▶ To do
**a)** List every organization or publication named in the space solar power article.
**b)** Set down the passage of the space solar power article between "In space, solar" and "tells The Verge.", inclusive.
**c)** According to the space solar power article, why must the electricity produced by the prototype's photovoltaic cells be converted into microwaves?

▶ Quoted passage
Beaming electricity down to Earth from solar panels in space has been a clean energy dream for decades. Even though the technology still has a long way to go before it can keep the lights on at home, there’s more hype than ever that space-based solar power stations could actually work.

A major milestone was announced this month when researchers at Caltech said that a prototype launched into space was able to beam a small amount of power to Earth. It was an important first for the nascent technology, and other researchers around the world are racing to make similar progress with funding from governments trying to reach their climate goals.

In space, solar panels can soak up unfiltered sunlight around the clock with no setting sun. They might be able to generate up to eight times as much electricity as land-based solar panels, according to Caltech. The hope is that we might be able to one day harness that abundant clean energy here on Earth or potentially even outposts on the Moon.

“I have a hard time not letting my imagination run wild when I start looking at this. It has a strange seductiveness like that,” Nikolai Joseph, a senior technology analyst at NASA Goddard Space Flight Center, tells The Verge.

How feasible it is to turn those dreams into reality anytime soon is the subject of a study Joseph is working on with colleagues for NASA. Caltech’s demonstration was a game-changer, he says. “If you’d asked me if that was going to happen a year ago, I would have said, ‘Oh no, probably not.’ And then they just did it, which is wild,” he says. Joseph compares the milestone to a major breakthrough in nuclear fusion that made headlines last year.

Caltech showed that it could overcome one of the trickiest engineering challenges with space-based solar power: how to safely send electricity zooming from space down to Earth. A SpaceX rocket launched a spacecraft carrying Caltech’s prototype into space in January. The prototype includes solar cells and an array of transmitters that can beam energy to different locations. The photovoltaic cells convert sunlight into electricity, which then needs to be converted into microwaves so it can be transmitted wirelessly. (Caltech has a neat video explainer.)

A few months after launch, Caltech’s prototype was able to beam some power through space and ultimately back to the university. It started small, sending microwaves to receiver arrays about a foot away from the transmitter. The receiver arrays were able to convert the microwaves back to direct current (DC) electricity and use that to light up a couple of LEDs. The prototype also beamed a “detectable” amount of power down to a receiver on the rooftop of a Caltech lab in Pasadena, California.

“We had, of course, tested it on Earth, but now we know that it can survive the trip to space and operate there,” Ali Hajimiri, a professor of electrical and medical engineering who led the Caltech team, said in a press announcement. “To the best of our knowledge, no one has ever demonstrated wireless energy transfer in space even with expensive rigid structures. We are doing it with flexible lightweight structures and with our own integrated circuits. This is a first.”

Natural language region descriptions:

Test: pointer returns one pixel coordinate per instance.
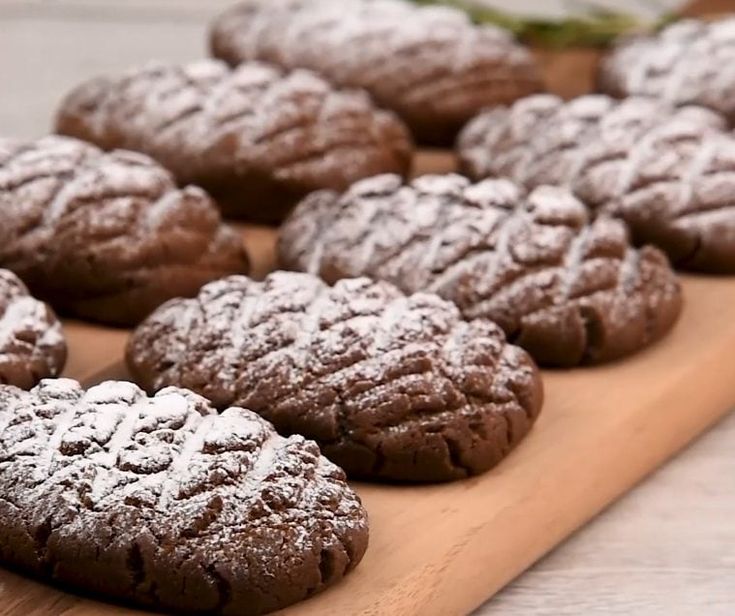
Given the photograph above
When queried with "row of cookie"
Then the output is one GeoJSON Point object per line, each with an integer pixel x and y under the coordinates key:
{"type": "Point", "coordinates": [196, 504]}
{"type": "Point", "coordinates": [390, 386]}
{"type": "Point", "coordinates": [436, 70]}
{"type": "Point", "coordinates": [259, 141]}
{"type": "Point", "coordinates": [110, 237]}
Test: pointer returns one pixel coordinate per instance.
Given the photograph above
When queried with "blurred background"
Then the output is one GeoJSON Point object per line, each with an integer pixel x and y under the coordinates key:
{"type": "Point", "coordinates": [659, 550]}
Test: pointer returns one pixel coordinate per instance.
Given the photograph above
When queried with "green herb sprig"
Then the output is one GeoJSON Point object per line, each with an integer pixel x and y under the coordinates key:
{"type": "Point", "coordinates": [595, 27]}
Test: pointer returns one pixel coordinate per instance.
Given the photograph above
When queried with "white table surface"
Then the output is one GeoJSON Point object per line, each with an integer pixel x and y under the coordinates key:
{"type": "Point", "coordinates": [666, 548]}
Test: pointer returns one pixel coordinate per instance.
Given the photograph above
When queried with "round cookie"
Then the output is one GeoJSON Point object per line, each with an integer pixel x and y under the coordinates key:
{"type": "Point", "coordinates": [163, 502]}
{"type": "Point", "coordinates": [32, 345]}
{"type": "Point", "coordinates": [391, 387]}
{"type": "Point", "coordinates": [668, 172]}
{"type": "Point", "coordinates": [429, 64]}
{"type": "Point", "coordinates": [107, 236]}
{"type": "Point", "coordinates": [567, 291]}
{"type": "Point", "coordinates": [688, 62]}
{"type": "Point", "coordinates": [256, 138]}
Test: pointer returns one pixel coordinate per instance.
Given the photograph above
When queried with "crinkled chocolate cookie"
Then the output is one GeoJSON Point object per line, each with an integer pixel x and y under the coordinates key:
{"type": "Point", "coordinates": [668, 172]}
{"type": "Point", "coordinates": [567, 291]}
{"type": "Point", "coordinates": [32, 344]}
{"type": "Point", "coordinates": [255, 137]}
{"type": "Point", "coordinates": [106, 236]}
{"type": "Point", "coordinates": [391, 387]}
{"type": "Point", "coordinates": [429, 64]}
{"type": "Point", "coordinates": [163, 502]}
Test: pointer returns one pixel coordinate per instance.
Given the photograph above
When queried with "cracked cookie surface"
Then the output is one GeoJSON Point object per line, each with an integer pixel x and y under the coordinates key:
{"type": "Point", "coordinates": [391, 387]}
{"type": "Point", "coordinates": [688, 62]}
{"type": "Point", "coordinates": [166, 503]}
{"type": "Point", "coordinates": [668, 172]}
{"type": "Point", "coordinates": [429, 64]}
{"type": "Point", "coordinates": [32, 344]}
{"type": "Point", "coordinates": [255, 137]}
{"type": "Point", "coordinates": [568, 291]}
{"type": "Point", "coordinates": [106, 236]}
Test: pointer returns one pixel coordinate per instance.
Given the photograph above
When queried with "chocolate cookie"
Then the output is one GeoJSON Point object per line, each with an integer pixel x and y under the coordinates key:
{"type": "Point", "coordinates": [668, 172]}
{"type": "Point", "coordinates": [566, 291]}
{"type": "Point", "coordinates": [391, 387]}
{"type": "Point", "coordinates": [255, 138]}
{"type": "Point", "coordinates": [106, 237]}
{"type": "Point", "coordinates": [687, 62]}
{"type": "Point", "coordinates": [431, 65]}
{"type": "Point", "coordinates": [32, 344]}
{"type": "Point", "coordinates": [163, 502]}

▶ Answers in order
**a)** Caltech, NASA (Goddard Space Flight Center), The Verge, SpaceX

**b)**
In space, solar panels can soak up unfiltered sunlight around the clock with no setting sun. They might be able to generate up to eight times as much electricity as land-based solar panels, according to Caltech. The hope is that we might be able to one day harness that abundant clean energy here on Earth or potentially even outposts on the Moon.

“I have a hard time not letting my imagination run wild when I start looking at this. It has a strange seductiveness like that,” Nikolai Joseph, a senior technology analyst at NASA Goddard Space Flight Center, tells The Verge.

**c)** The electricity has to become microwaves so that it can be transmitted wirelessly.